> Required actions:
a: In the movie reviews, what is the only true complaint the first reviewer has?
b: Pick up the movie reviews where they stop and keep writing.

When I finally found this movie, I had been looking for it for quite
some time. I have been a very big Eddie Izzard fan for a long time and
also a FRIENDS fan, so it was definitely something I wanted to see. And
I think it met my expectations. No it isn't an Oscar-worty movie or
anything like that, but it is throughly enjoyable. It is the best thing
aside from Friends that I've ever seen Matt Le Blanc in (I know that
isn't saying a *lot*, but he does give a decent performance). The stand
out as many people have said is obviously Eddie Izzard. The fact that
he is a more polished comedian and since he is a transvestite in
reality he seems pretty comfortable in the plot. He also has the best
timing of them all. The only true complaint I have about this movie is
that on the DVD in order to have subtitles for the few German lines you
have to have the subtitles on the whole time, but that has nothing
really to do with the movie as a whole. It isn't a movie that takes a
lot of concentration to watch, but that isn't always bad. I really hate
that so many people have written comments basically praising everyone
in it and then calling the movie awful. There are some very touching
scenes especially one between Izzard's character and his boyfriend who
have been apart for a long time. So I would definitely recommend this
movie to a friend.
** 1/2 stars out of four.
I've been an Eddie Izzard fan for quite a long time (As has the friend I watched this film with) and we approached it from that stand point. In fact as we picked it we couldn't help but recite "it's the 131st transvestite brigade, parachuting behind enemy line with fabulous make-up and a fabulous gun." Taking it as that style of campy send up of war we found it rather funny, of course it was cheesy and full of plot holes, but that was part of the appeal. "I have to get my mousy-kins!" I mean if this film wasn't laughing at itself it should have been. Yes Eddie turns in a brilliant performance from an emotional stand point as well, as does David Birkin, but their performances add to the humour not over shadow it. Yes from the stand point of making the world a better place this film did not accomplish a single blow for understanding, but not everything has to be a statement for the cause. Some things are allowed to be funny for humour's sake, and those of us who get that the stereotypically wooden characters are there to make a point find them all the more funny. Give it a try.
Brilliant I had bought this off HMV and after reading so many reviews I was expecting an awful movie but to my surprise it is brilliant. Eddie Izzard is fantastic in this movie. His relationship with Franz is brilliant you can sort of feel a connection. Matt LeBlanc is not too bad in this movie but I believe he could of done a much better job. David Birkin is fantastic. He really suited his character and portrayed him extremely well. Most of the reviews are comparing this movie to "Privates on parade" which is stupid. Privates on parade is an awful movie. I watch it as John Clesse was in it but he hardly said anything. This movie is nothing like Privates on Parade this movie is fantastic. I would recommend this movie to anyone who is an Eddie Izzard fan. His character in this movie is brilliant.

> Material:

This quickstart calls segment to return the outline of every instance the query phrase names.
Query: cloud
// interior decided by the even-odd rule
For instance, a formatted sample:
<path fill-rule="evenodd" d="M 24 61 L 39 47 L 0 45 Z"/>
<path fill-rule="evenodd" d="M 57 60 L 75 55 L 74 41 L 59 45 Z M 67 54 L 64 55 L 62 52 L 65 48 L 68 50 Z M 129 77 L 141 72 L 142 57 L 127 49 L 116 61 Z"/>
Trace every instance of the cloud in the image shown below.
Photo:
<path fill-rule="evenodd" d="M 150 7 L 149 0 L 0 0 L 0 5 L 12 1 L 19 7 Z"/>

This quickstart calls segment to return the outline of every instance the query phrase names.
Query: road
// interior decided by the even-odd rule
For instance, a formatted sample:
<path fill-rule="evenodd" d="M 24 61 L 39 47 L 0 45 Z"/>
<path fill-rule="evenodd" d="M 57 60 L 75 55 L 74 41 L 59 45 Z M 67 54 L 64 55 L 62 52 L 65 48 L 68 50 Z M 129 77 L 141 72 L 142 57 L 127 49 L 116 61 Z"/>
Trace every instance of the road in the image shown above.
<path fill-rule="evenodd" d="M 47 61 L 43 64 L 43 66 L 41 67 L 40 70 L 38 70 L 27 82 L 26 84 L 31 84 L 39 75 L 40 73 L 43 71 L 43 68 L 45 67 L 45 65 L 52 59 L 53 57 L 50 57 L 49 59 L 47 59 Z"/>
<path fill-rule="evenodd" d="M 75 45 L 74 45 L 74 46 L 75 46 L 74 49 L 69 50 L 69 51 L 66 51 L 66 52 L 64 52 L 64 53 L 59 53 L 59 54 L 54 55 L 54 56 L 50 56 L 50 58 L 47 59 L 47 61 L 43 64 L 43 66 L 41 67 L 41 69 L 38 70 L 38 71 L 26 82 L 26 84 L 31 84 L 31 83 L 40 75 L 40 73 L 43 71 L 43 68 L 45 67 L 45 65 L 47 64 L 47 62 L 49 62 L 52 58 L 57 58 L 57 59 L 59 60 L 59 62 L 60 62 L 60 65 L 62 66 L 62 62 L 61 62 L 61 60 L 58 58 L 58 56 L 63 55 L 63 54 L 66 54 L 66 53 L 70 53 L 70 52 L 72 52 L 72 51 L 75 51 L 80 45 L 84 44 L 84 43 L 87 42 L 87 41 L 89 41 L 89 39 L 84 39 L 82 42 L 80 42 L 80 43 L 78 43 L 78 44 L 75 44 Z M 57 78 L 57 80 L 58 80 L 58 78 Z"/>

> Expected responses:
a: On the DVD, getting subtitles for the few German lines means keeping subtitles on for the whole movie.

b:
*** This review may contain spoilers ***
The movie has a British feel to the humor and style. It was refreshing
to watch a movie that didn't didn't blow things up or have a chase
scene of lots of fancy fighting. My husband and I both enjoyed the
movie, and felt light hearted after watching it.
I loved the campy cabaret scenes, the sets, and lack of reality. Who needs realistic war scenes and drama when they want to relax and be entertained. Yet there was a poignant look at how the war affected people.
It would have been improved with English subtitles for the German dialog, but it was easy enough to follow the plot.
I have seen far worse movies than this one, which has far higher
ratings. Don't believe the rating on this movie, it is a fun movie to
Consider this as a low budge comedy, you are not watching it because of its intense actions, or serious historical stories, etc, just watch it to get entertained.
Some of the scenes were a little out of logic, obviously they can't do that in real life. The funniest line is the "be-sexual" scene.
Tony actually looks pretty womanlike, it was funny to see him in the black dress, and singing those German songs. Those songs sound pretty good, too.
I rate this movie 7, but since it has a low rating. Therefore, I am rating it 8 to increase its rating a little.
Even as an Eddie Izzard and Matt LeBlanc fan this film endures a few hardships in providing a really great war-drama-comedy. Even from the outset you can tell this isn't a major motion picture, (and the fact i brought it for £1 brand new from a national chain store backs that up). Despite this, the acting cast do a good job, with a few recognisable faces making well acted appearances. But the big problem comes with LeBlanc, because his appeal is primarily to an American audience and fans of 'Friends', and of course, he isn't playing Joey. The lack of subtitles for the German dialogue also didn't help for people like me who don't have an excellent grasp on the language, and this film features quite a lot of foreign dialogue. Nether-the-less the film does deliver something quite different, and funny in times, so isn't a total drag. Its worth a watch, maybe when you've got a couple of hours to spare, just like i did today!
*** This review may contain spoilers ***
Ten minutes into this film I honestly didn't think I was going to enjoy it.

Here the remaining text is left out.